**Task material**.
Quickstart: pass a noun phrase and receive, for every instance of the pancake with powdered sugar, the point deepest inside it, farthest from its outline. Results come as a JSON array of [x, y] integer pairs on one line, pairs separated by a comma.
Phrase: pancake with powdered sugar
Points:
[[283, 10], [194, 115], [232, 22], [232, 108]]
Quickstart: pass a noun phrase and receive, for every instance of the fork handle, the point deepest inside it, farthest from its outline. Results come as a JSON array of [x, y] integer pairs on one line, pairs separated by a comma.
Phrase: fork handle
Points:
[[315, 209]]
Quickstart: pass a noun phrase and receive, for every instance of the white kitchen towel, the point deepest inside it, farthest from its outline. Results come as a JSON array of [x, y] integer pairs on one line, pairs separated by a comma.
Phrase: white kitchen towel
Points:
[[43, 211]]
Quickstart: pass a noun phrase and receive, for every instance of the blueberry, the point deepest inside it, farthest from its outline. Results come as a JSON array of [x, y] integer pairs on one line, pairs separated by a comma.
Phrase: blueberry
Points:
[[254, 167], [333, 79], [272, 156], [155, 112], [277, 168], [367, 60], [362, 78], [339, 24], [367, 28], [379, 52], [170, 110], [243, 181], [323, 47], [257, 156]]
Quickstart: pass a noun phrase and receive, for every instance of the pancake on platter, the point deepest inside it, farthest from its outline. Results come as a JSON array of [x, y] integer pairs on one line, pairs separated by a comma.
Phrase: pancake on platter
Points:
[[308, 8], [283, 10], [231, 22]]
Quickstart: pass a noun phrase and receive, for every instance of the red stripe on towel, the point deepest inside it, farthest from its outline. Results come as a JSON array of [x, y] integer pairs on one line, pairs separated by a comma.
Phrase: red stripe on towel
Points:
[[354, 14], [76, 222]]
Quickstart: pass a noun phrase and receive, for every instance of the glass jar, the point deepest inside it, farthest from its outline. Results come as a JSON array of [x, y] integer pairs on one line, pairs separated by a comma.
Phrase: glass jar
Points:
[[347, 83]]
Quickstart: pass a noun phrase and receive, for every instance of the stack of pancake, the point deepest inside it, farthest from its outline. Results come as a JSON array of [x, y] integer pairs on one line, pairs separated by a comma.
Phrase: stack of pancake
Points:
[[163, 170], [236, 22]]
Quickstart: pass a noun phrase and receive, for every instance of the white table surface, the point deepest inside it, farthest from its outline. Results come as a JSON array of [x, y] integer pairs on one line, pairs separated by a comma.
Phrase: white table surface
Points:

**Your task**. Revise the data above by replacing every occurrence of "integer pairs" with "whole-number pairs" and leaving all other text unchanged.

**The completed task**.
Quickstart: pass a noun phrase and receive, for every instance of the pancake with powdered sugar, the point deepest inside it, farthest from its outline. Results come as a JSON array of [x, y] whole-number pairs on one line, pairs separated by a comma.
Phrase: pancake with powdered sugar
Points:
[[283, 10], [194, 115], [232, 22], [232, 108]]
Quickstart: pass a noun phrase and receive, for every instance of the fork handle, the point deepest inside it, farthest from its outline. Results come as a JSON array of [x, y] whole-number pairs on one line, pairs separated by a comma.
Phrase: fork handle
Points:
[[315, 209]]
Quickstart: pass a noun phrase and receive, for every instance of the white kitchen towel, the point deepest inside it, farthest from its outline. Results come as a JSON array of [x, y] whole-number pairs on one line, pairs separated by a comma.
Phrase: white kitchen towel
Points:
[[43, 211]]
Quickstart: pass a noun phrase and receive, for every instance of the blueberry, the point deepest inside it, farthest from its outline. Results come as a JSON array of [x, y] whole-number pairs on one line, pairs separated by a comma.
Phrase: blueberry
Points:
[[254, 167], [333, 79], [272, 156], [155, 112], [277, 168], [367, 60], [362, 78], [339, 24], [367, 28], [379, 52], [170, 110], [243, 181], [323, 47], [257, 156]]
Quickstart: pass a noun phrase and receive, for every instance of the pancake on platter, the point deepest inside it, farthest from its outline. Results come as a JSON array of [x, y] whole-number pairs on one line, pairs separated by a comma.
Phrase: pancake on platter
Points:
[[308, 8], [283, 10], [231, 22]]
Quickstart: pass a noun phrase and receive, for every instance of the red stripe on towel, the point deepest inside it, farthest from its outline. Results come as a JSON array of [x, y] whole-number pairs on one line, pairs separated by a comma.
Phrase: red stripe on towel
Points:
[[354, 14], [76, 222]]
Quickstart: pass a noun phrase and receive, for every instance of the glass jar, the point deepest inside it, farthest from its outline. Results come as a JSON array of [x, y] whole-number pairs on one line, pairs separated by a comma.
Phrase: glass jar
Points:
[[347, 83]]
Quickstart: pass a noun phrase and receive, for every instance of the stack of pancake, the point deepest inside it, farthest from its outline. Results come as a JSON array of [x, y] whole-number pairs on one line, pairs separated by a comma.
Phrase: stack of pancake
Points:
[[163, 170], [236, 22]]
Quickstart: pass a noun phrase and receive, for every instance of the white table surface, the point deepest inside it, farthest from its outline. Results come as a JSON array of [x, y] whole-number pairs on one line, pairs separated by a comma.
Phrase: white table surface
Points:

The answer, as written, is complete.